> **EXERCISE REQUIREMENTS**:
Reproduce the lines below with each occurrence of "noticeboard" replaced by "bulletin board" and everything else left unchanged. Leave out the pictures.

> **STORED DATA**:
=======
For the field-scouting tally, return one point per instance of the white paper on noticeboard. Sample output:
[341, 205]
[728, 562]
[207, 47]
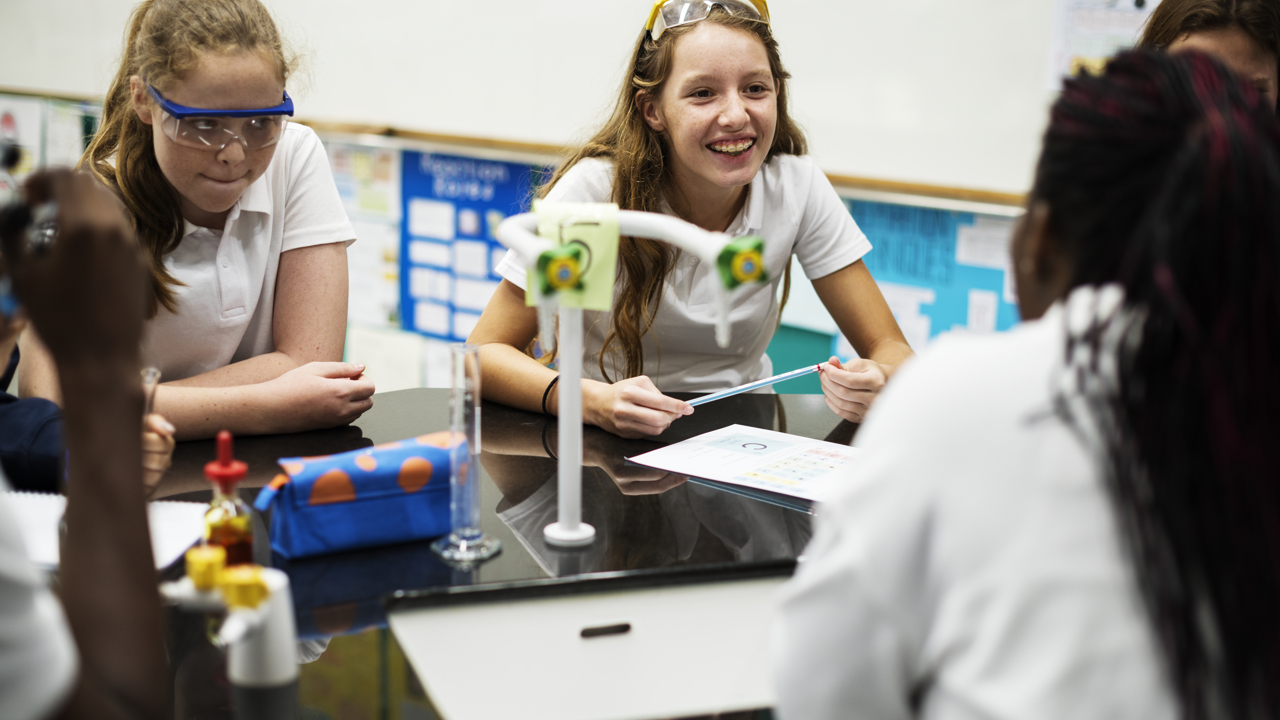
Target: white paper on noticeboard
[1091, 30]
=======
> **RESULT**:
For the field-scouting tally, return one point per instance of the white paper on bulletin board. Sample output:
[341, 205]
[728, 562]
[207, 47]
Target: white paper on bulletin board
[1091, 30]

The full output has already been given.